Phrase grounding data:
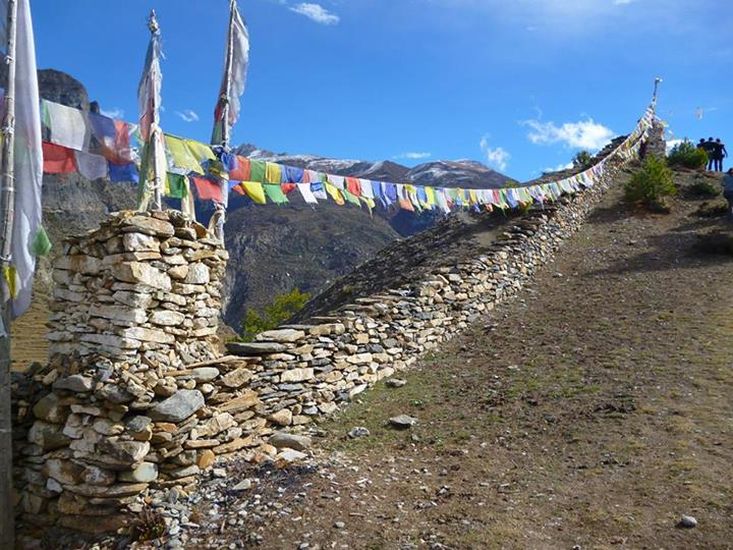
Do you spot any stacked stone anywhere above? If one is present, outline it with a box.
[47,210,225,367]
[16,210,264,532]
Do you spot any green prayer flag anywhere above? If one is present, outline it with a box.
[166,173,187,199]
[250,160,266,183]
[263,184,288,204]
[342,189,361,206]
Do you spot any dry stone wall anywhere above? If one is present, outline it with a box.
[13,154,630,533]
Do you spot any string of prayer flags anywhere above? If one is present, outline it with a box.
[34,93,655,217]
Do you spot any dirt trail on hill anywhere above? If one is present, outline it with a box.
[198,179,733,549]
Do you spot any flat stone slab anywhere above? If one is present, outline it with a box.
[148,390,204,422]
[269,432,312,451]
[255,329,306,343]
[226,341,288,356]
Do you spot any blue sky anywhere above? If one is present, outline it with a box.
[32,0,731,181]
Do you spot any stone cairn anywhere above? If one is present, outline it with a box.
[12,152,630,534]
[12,211,268,532]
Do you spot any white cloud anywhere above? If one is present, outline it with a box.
[479,135,510,171]
[176,109,200,123]
[394,152,432,160]
[522,118,615,151]
[544,161,574,172]
[613,0,635,5]
[290,3,340,25]
[100,107,124,119]
[665,138,685,153]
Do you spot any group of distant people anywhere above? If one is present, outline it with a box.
[697,137,728,171]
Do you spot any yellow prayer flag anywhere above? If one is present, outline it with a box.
[165,135,205,174]
[325,182,345,206]
[184,139,216,162]
[265,162,282,184]
[360,196,375,213]
[241,182,267,204]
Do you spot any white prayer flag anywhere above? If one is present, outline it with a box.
[212,0,250,146]
[5,0,45,317]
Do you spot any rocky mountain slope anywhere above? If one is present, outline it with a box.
[238,145,511,189]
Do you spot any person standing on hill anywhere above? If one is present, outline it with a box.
[713,138,727,172]
[704,137,716,170]
[722,168,733,216]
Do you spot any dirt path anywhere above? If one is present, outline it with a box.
[11,286,49,372]
[195,178,733,549]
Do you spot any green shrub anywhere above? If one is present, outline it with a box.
[572,150,593,169]
[624,155,676,209]
[241,288,311,342]
[667,140,708,169]
[686,176,720,198]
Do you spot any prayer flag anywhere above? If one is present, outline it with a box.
[42,142,76,174]
[192,176,223,202]
[165,134,204,174]
[211,0,250,146]
[296,183,318,204]
[137,14,162,143]
[264,162,282,184]
[44,100,90,151]
[345,177,362,197]
[249,159,265,182]
[342,188,361,206]
[311,182,327,201]
[137,12,167,211]
[263,183,288,204]
[229,156,250,181]
[284,165,304,183]
[325,182,345,205]
[4,0,46,316]
[359,179,373,199]
[108,161,139,183]
[241,181,266,204]
[74,150,108,180]
[328,174,345,190]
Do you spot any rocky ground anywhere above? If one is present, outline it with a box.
[176,171,732,549]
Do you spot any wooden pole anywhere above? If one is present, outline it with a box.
[0,0,19,544]
[213,0,237,242]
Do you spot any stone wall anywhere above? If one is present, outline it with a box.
[13,153,632,533]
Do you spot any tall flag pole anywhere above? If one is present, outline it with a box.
[137,10,166,212]
[210,0,249,240]
[1,0,45,543]
[0,1,17,541]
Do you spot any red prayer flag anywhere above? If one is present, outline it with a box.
[42,142,77,174]
[229,156,251,181]
[281,183,296,195]
[345,177,362,197]
[192,176,223,202]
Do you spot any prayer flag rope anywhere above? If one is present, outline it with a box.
[38,98,656,215]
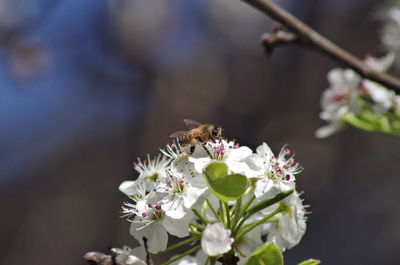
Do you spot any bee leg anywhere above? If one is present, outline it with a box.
[189,145,196,155]
[201,143,212,158]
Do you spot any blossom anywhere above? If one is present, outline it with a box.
[111,246,146,265]
[156,169,208,219]
[132,154,171,190]
[360,53,396,115]
[248,143,301,200]
[201,222,234,256]
[129,202,193,253]
[380,4,400,68]
[316,68,361,138]
[362,80,395,115]
[121,181,192,253]
[264,192,307,252]
[189,140,252,176]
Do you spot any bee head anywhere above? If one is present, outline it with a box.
[211,125,223,138]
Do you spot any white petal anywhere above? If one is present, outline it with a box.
[130,220,168,254]
[119,181,138,196]
[256,143,273,157]
[183,186,208,209]
[162,196,186,219]
[163,213,192,238]
[229,146,252,161]
[201,223,233,256]
[315,123,343,138]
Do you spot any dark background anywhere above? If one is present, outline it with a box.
[1,0,400,264]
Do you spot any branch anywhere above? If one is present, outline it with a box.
[242,0,400,93]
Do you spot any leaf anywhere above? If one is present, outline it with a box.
[297,259,321,265]
[244,243,283,265]
[203,162,249,202]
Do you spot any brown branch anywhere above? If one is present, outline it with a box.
[242,0,400,94]
[261,31,299,56]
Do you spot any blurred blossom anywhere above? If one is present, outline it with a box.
[379,1,400,69]
[315,68,361,138]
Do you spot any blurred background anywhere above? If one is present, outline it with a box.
[1,0,400,264]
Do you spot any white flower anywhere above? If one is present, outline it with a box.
[249,143,300,200]
[380,4,400,68]
[360,53,396,115]
[364,53,395,72]
[132,154,171,190]
[121,181,192,253]
[156,169,208,219]
[201,222,234,256]
[111,246,146,265]
[130,203,193,253]
[362,80,395,115]
[189,140,252,176]
[264,192,307,252]
[316,68,361,138]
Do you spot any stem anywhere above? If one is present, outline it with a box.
[235,206,283,243]
[189,231,202,238]
[163,237,198,253]
[233,190,293,236]
[239,195,255,218]
[219,200,226,226]
[246,189,293,215]
[193,209,209,225]
[206,199,221,222]
[161,245,201,265]
[189,223,205,231]
[242,0,400,93]
[231,197,242,229]
[224,202,231,229]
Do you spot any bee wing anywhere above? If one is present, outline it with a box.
[170,131,186,139]
[183,119,202,129]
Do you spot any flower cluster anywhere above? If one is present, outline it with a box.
[119,135,308,265]
[316,53,400,138]
[379,0,400,69]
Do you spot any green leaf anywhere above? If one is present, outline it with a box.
[245,243,283,265]
[203,162,249,202]
[297,259,321,265]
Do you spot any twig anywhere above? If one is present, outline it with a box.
[143,237,153,265]
[242,0,400,93]
[261,30,299,56]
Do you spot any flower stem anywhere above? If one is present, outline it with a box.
[189,223,205,231]
[163,236,198,253]
[193,209,209,225]
[233,190,293,236]
[161,245,201,265]
[235,205,284,243]
[239,195,255,218]
[219,200,226,226]
[224,202,231,229]
[231,197,242,230]
[206,199,221,222]
[246,189,293,215]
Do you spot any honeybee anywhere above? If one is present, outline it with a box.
[170,119,223,151]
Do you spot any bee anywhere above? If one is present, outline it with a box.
[170,119,223,153]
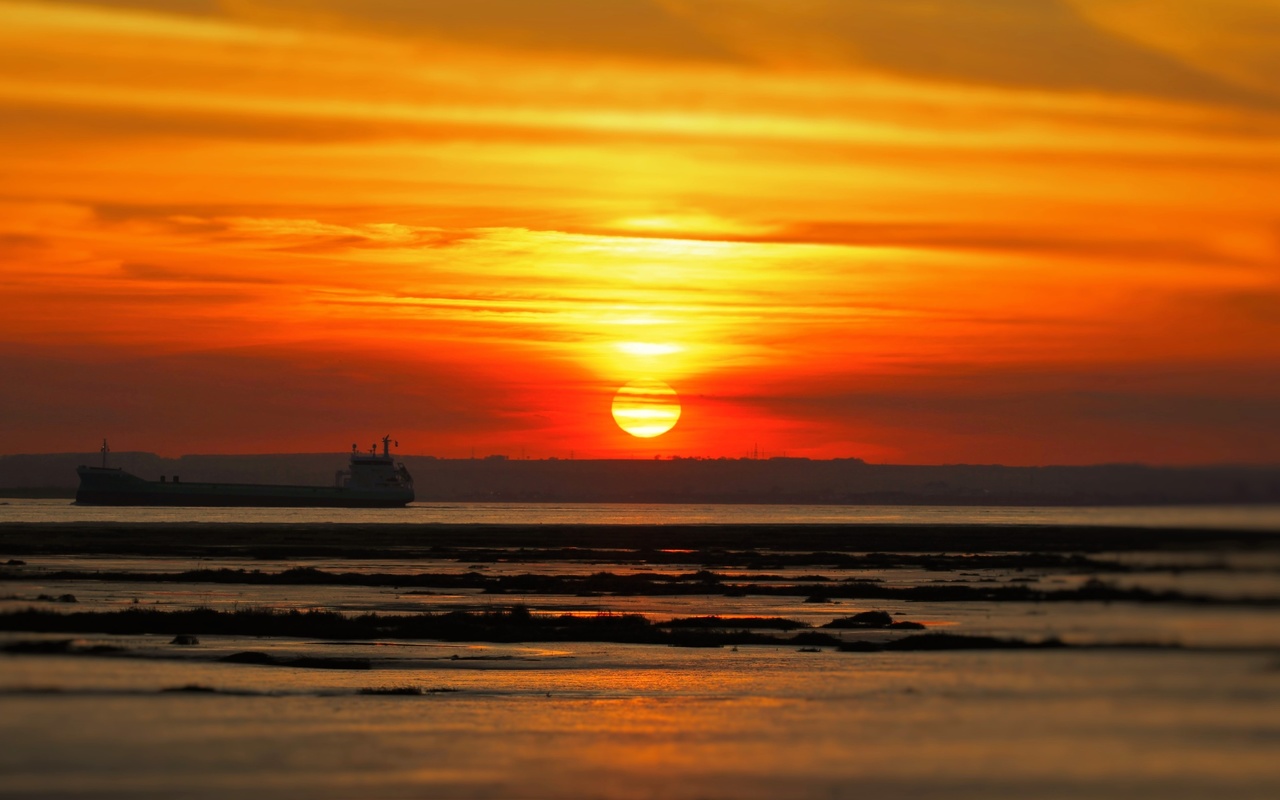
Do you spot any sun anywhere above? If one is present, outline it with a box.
[611,379,681,438]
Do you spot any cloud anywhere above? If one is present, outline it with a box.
[727,363,1280,463]
[1071,0,1280,97]
[217,218,473,251]
[667,0,1277,108]
[0,342,530,454]
[220,0,740,63]
[67,0,222,13]
[0,232,48,257]
[1221,289,1280,324]
[118,261,282,284]
[30,0,1280,115]
[581,219,1257,267]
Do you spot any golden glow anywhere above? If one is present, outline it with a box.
[612,380,682,438]
[0,1,1277,462]
[616,342,683,357]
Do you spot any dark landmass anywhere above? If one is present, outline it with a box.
[4,452,1280,505]
[1,522,1277,559]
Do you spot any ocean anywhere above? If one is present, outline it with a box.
[2,503,1278,798]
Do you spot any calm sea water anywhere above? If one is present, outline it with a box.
[3,498,1280,528]
[3,502,1279,798]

TO DO:
Copy every record above exactly as written, but leave out the pictures.

OUTPUT FOR THIS TASK:
Do you spot any stacked stone anywhere above? If one is present, outline it with a box.
[47,210,225,367]
[16,210,264,532]
Do you spot any green prayer flag anywhere above? If one is present, outline it with a box.
[166,173,187,199]
[250,160,266,183]
[263,184,288,204]
[342,189,361,206]
Do you spot any dry stone wall anywhere above? If one is present, outline it with a box.
[13,154,630,533]
Do you spot any string of prayer flags anywhere above? If one is present, outline it with a box.
[34,93,655,217]
Do you spot any dirt trail on hill anywhere above? If one is present, outline it with a box.
[198,179,733,549]
Do you spot any flat stone slab anywhere above? If one is present, outline it with a box.
[148,390,204,422]
[269,432,312,451]
[255,329,306,343]
[226,341,288,356]
Do you spot any blue sky anywhere above? If one is present, outline it with a box.
[32,0,731,181]
Do you spot any stone cairn anywhere above? If one is present, outline it with a box.
[12,152,630,534]
[12,211,268,532]
Do you spot any white cloud anywhere above? If one is present, outline it with a box.
[479,135,510,171]
[176,109,200,123]
[394,152,432,160]
[522,118,615,151]
[544,161,574,172]
[613,0,635,5]
[290,3,340,25]
[100,107,124,119]
[665,138,685,153]
Do you spot any group of distant people anywhere above? If one is present, outline it with a box.
[697,137,728,171]
Do you spot any yellow prayer flag anywhere above? If one is present, outline it with a box.
[165,135,205,174]
[325,182,345,206]
[184,139,216,162]
[265,162,282,184]
[360,196,375,213]
[241,182,267,204]
Do you spot any white prayer flag anywhere above? If one is present, outline it with a box.
[212,0,250,146]
[5,0,45,317]
Do you spot any rocky mountain slope anywhere above? If one is present, outline it with a box.
[238,145,511,189]
Do you spot any person standing on hill anywhere above? If one is present, outline it with a box.
[713,138,727,172]
[704,137,716,170]
[722,168,733,216]
Do you spot any dirt path anywhere above? If one is present, outline it with a box.
[11,286,49,372]
[195,178,733,549]
Do you spot any green shrub anywhere above? If one is present, outline it with a box.
[572,150,593,169]
[624,155,676,209]
[241,288,311,342]
[667,140,708,169]
[686,176,720,198]
Do you spot any prayer flag anywhere above? If one is present, outline it with a box.
[42,142,76,174]
[192,176,223,202]
[165,134,204,174]
[211,0,250,146]
[296,183,318,204]
[137,14,162,143]
[264,162,282,184]
[44,100,90,151]
[345,177,362,197]
[249,159,265,182]
[342,188,361,206]
[311,182,327,201]
[137,12,167,211]
[263,183,288,204]
[229,156,250,181]
[284,165,304,183]
[325,182,345,205]
[4,0,46,316]
[359,179,373,199]
[108,161,139,183]
[241,181,266,204]
[74,150,108,180]
[328,174,345,190]
Do you spot any rocky ground anywhere above? If one is present, outline it with a box.
[176,171,732,549]
Do you spot any wooden pole anywhere above? If one is present, outline it with a box.
[0,0,19,544]
[213,0,237,242]
Do you spot any stone wall anywhere above? If one is present, outline it with a box.
[13,153,632,533]
Do you spot any tall flag pole anywhere above? If one is present, outline it with a box.
[137,10,166,212]
[210,0,249,240]
[1,0,45,543]
[0,1,17,541]
Do you spot any red prayer flag anywhere above? If one is present, outline it with a box.
[42,142,77,174]
[229,156,251,181]
[281,183,296,195]
[345,177,362,197]
[192,176,223,202]
Do you spot any prayer flag rope anywhere above? If one is present, outline it with a box.
[38,98,656,215]
Do you spot any bee leg anywhere above? If one is present, outline it with a box.
[189,145,196,155]
[201,143,212,158]
Do you spot any blossom anywhere above? If one is present, outline it with a box.
[111,246,146,265]
[156,169,208,219]
[132,154,171,190]
[360,53,396,115]
[248,143,301,200]
[201,222,234,256]
[129,202,193,253]
[380,4,400,68]
[316,68,361,138]
[362,80,395,115]
[121,181,192,253]
[264,192,307,252]
[189,140,252,176]
Do you spot any bee head anywhere above? If one is present, outline it with a box.
[211,125,223,138]
Do you spot any white petal anywhere above? If one is present, outline it with a box.
[130,220,168,254]
[119,181,138,196]
[256,143,273,157]
[183,186,208,209]
[162,196,186,219]
[163,213,192,238]
[229,146,252,161]
[201,223,233,256]
[315,123,343,138]
Do you spot any dark background anywhere above? If one is present, outline it with a box.
[1,0,400,264]
Do you spot any branch anywhere above? If one is present, outline it with a box.
[242,0,400,93]
Do you spot any leaf anywhere above? If one is present, outline it with a box.
[297,259,321,265]
[244,243,283,265]
[203,162,249,202]
Do you spot any brown branch anywhere above? If one is present, outline it with a box.
[242,0,400,94]
[261,31,299,56]
Do you spot any blurred blossom anywhere above? If one is present, outline it with a box.
[379,1,400,69]
[315,68,361,138]
Do you spot any blurred background anywhere above? If one is present, outline it with a box.
[1,0,400,264]
Do you spot any white flower anywhere above? If one is present, outline it with a box.
[249,143,300,200]
[380,4,400,68]
[360,53,396,115]
[364,53,395,72]
[132,154,171,190]
[121,181,192,253]
[156,169,208,219]
[201,222,234,256]
[111,246,146,265]
[130,203,193,253]
[362,80,395,115]
[189,140,252,176]
[264,192,307,252]
[316,68,361,138]
Do you spot any stem anywhere above? If one is present, outline it with a box.
[235,206,283,243]
[189,231,202,238]
[163,237,198,253]
[233,190,293,236]
[239,195,255,218]
[219,200,226,226]
[246,189,293,215]
[193,209,209,225]
[206,199,221,222]
[161,245,201,265]
[189,223,205,231]
[242,0,400,93]
[231,197,242,229]
[224,202,231,229]
Do you spot any bee wing anywhere above? If one is present, outline it with a box.
[170,131,186,139]
[183,119,202,129]
Do you spot any flower cluster anywhere above? If one is present, outline it with a box.
[119,135,308,265]
[316,53,400,138]
[379,0,400,69]
Do you spot any green leaf anywhere above? If one is present, outline it with a box.
[245,243,283,265]
[203,162,249,202]
[297,259,321,265]
Do you spot any twig anywhere above? If one is present, outline it with a box.
[143,237,153,265]
[242,0,400,93]
[261,30,299,56]
Do you spot any flower stem anywhere above? If one is present, outline it with a box.
[189,223,205,231]
[163,236,198,253]
[193,209,209,225]
[233,190,293,236]
[161,245,201,265]
[235,205,284,243]
[239,195,255,218]
[219,200,226,226]
[224,202,231,229]
[231,197,242,230]
[206,199,221,222]
[246,189,293,215]
Do you spot any honeybee anywhere above? If one is present, outline it with a box.
[170,119,223,151]
Do you spot any bee anywhere above? If one is present, outline it with a box.
[170,119,223,153]
Do you spot any sun anywhere above? If one is present, outline it with a box.
[611,379,681,438]
Do you spot any cloud anywhere above? If one is present, outline it with a box.
[727,363,1280,463]
[1071,0,1280,97]
[217,218,473,251]
[667,0,1277,108]
[0,342,530,454]
[220,0,740,63]
[67,0,222,13]
[0,232,48,257]
[1221,289,1280,324]
[118,261,282,284]
[30,0,1280,115]
[581,219,1257,267]
Do you spot any golden glow anywhere above? If one is present, outline it with a box.
[612,380,682,438]
[0,1,1277,462]
[616,342,683,357]
Do you spot any dark landmass anywhere above? If one is present, outline it with a box.
[4,452,1280,505]
[1,522,1277,559]
Do you spot any ocean anywhere above? If one is present, outline it with a box.
[2,503,1278,798]
Do you spot any calm sea water anywhere above? If one is present, outline it with a box.
[3,498,1280,528]
[3,502,1279,798]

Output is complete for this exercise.